* _Problem to solve_
All of the data below is to be output without alteration.

* _Supplied information_

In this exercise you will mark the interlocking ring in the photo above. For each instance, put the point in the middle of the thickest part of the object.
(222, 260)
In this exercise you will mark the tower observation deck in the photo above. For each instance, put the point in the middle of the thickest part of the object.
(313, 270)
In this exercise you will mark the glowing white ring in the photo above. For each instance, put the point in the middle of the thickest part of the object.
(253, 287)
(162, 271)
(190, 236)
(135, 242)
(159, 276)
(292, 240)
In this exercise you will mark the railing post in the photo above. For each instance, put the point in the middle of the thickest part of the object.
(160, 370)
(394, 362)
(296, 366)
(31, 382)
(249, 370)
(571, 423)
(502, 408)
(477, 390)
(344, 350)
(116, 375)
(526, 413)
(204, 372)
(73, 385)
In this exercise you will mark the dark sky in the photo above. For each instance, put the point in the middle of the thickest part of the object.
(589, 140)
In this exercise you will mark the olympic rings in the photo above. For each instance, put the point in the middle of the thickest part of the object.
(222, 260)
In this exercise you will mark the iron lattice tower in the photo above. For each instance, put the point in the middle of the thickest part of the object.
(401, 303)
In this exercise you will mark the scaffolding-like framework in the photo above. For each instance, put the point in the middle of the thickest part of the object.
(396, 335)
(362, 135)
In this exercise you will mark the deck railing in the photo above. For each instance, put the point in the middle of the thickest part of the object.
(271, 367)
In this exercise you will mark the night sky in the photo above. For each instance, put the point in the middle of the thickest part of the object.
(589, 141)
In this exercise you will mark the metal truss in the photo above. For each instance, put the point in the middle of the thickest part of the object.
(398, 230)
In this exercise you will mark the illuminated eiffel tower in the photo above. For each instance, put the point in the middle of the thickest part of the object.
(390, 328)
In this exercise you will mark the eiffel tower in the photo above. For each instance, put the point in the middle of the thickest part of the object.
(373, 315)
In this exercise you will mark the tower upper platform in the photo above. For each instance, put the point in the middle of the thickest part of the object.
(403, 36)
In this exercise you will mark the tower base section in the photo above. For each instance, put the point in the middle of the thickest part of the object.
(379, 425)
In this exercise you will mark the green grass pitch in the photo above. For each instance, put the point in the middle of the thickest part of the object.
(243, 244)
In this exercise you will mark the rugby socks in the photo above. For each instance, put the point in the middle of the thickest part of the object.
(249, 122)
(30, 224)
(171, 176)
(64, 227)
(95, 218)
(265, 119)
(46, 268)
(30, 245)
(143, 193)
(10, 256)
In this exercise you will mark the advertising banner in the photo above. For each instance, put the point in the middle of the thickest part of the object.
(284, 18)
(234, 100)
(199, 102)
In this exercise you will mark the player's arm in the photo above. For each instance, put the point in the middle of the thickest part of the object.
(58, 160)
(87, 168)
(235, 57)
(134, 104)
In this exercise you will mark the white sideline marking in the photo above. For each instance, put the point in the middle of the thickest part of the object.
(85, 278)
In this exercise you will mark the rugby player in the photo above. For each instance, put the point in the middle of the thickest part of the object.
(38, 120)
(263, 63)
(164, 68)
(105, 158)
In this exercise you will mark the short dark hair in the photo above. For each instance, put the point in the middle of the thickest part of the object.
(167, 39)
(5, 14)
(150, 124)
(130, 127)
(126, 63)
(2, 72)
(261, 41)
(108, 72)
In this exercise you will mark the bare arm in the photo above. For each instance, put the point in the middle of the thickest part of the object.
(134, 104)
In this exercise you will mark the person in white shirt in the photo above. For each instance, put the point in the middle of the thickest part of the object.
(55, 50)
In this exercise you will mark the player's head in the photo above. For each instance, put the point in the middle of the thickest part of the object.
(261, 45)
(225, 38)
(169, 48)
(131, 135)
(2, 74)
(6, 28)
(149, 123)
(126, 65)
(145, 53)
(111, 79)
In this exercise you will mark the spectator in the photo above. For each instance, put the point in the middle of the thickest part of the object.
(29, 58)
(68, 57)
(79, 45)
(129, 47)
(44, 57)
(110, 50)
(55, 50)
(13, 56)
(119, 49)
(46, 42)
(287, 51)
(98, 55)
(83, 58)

* _Solution for this exercise_
In this exercise you will mark the interlocking ring in the photo above. For each instance, put the point in the middle of the thickest part of the object.
(222, 260)
In this exercise you will mark the tower observation deck in the photo above. For each instance, put the point in the middle of the thickest part of the object.
(313, 270)
In this exercise you will mark the glowing white ring in the photo above. For each instance, put the point in the middle of the thickest part of the object.
(253, 287)
(162, 271)
(190, 236)
(135, 242)
(159, 276)
(292, 240)
In this exercise you will mark the railing post in the photo above. For each instance, put the point in the middle of the thickest part of the object.
(160, 370)
(394, 362)
(296, 366)
(31, 382)
(249, 370)
(571, 423)
(502, 408)
(477, 390)
(344, 350)
(116, 375)
(526, 413)
(204, 372)
(73, 385)
In this exercise you will mark the dark sky in the photo above. For each instance, put the point in the middle of the thickest part of the object.
(589, 140)
In this exercise you will mark the olympic rings in the photo above. For each instance, put the point in the middle of the thickest part of the object.
(222, 260)
In this exercise you will mark the iron lattice tower in the photo above. For each instance, put the point in the middle of the thickest part of the object.
(401, 303)
In this exercise you will mark the scaffolding-like framework in the photo above. For each instance, put the point in the middle of the thickest part of the object.
(396, 335)
(362, 135)
In this exercise you will mark the deck railing in the photo above. For each instance, put the point in the middle of the thickest part of the object.
(271, 367)
In this exercise you will mark the night sky in the photo above. For each instance, put the point in the middle of the thickest part of the object.
(589, 141)
In this exercise you will mark the metal truss in the photo above. For each instance, put the point in the middle of the thickest part of the object.
(398, 230)
In this exercise you will mark the illuminated eiffel tower in the photo above. For each instance, put the point in the middle of the thickest part of the object.
(390, 328)
In this exercise you will mark the eiffel tower in the photo above. For each instance, put the point in the middle of the thickest part of the object.
(373, 315)
In this exercise you will mark the tower upper platform in the photo above. For each instance, put the point in the middle of the thickest part of the object.
(403, 36)
In this exercise you will mark the tower base section in the photo above. For each instance, put the point in the middle of the thickest part of the object.
(379, 425)
In this exercise you will mark the green grass pitch in the photo above. For each instance, put the point in the middle of the thickest part of the object.
(243, 244)
In this exercise you will mark the rugby socks in the photo above. For each instance, put the point in the middle of the thickest part of the object.
(249, 122)
(30, 224)
(171, 176)
(64, 227)
(95, 218)
(265, 119)
(46, 268)
(30, 245)
(143, 193)
(10, 256)
In this exercise you will mark the advertising banner in the photo above. For each instance, put the point in the middle of the thickest part of the object.
(284, 18)
(234, 100)
(199, 102)
In this exercise you will mark the player's arm in the photo above. For each instance, put the point in the middle of the thickest part of the object.
(58, 160)
(87, 168)
(235, 57)
(134, 104)
In this exercise you will mark the white sideline marking in the photo above. For each instance, put the point in the middle of the thickest part of the object.
(85, 278)
In this exercise you will mark the rugby player in the photo above. For each instance, put the point in the middle of the thickest part of the object.
(38, 120)
(263, 63)
(164, 68)
(105, 158)
In this exercise you will mark the short dark hair in the photo above. For each instance, put the point in the middle of the thickest part of the object.
(167, 39)
(5, 14)
(150, 124)
(130, 127)
(126, 63)
(2, 72)
(261, 41)
(108, 72)
In this exercise you will mark the bare arm in the photo above. For each instance, put the point in the middle of the thickest part of the object.
(134, 104)
In this exercise you will mark the person in white shirt in the photo above. For each instance, put the point in the middle of the thickest part of the object.
(55, 50)
In this exercise you will mark the player's head in the photo above. For each instance, put the point in the middle of the thickest part of the object.
(261, 45)
(225, 38)
(169, 48)
(131, 135)
(2, 74)
(6, 28)
(149, 123)
(126, 65)
(145, 53)
(111, 79)
In this exercise you will mark the spectator in the photo above. For each instance, put the point in the middle of the thickest part of the object.
(29, 58)
(68, 57)
(79, 45)
(129, 47)
(44, 57)
(110, 50)
(55, 50)
(13, 56)
(119, 49)
(46, 42)
(287, 51)
(98, 55)
(83, 58)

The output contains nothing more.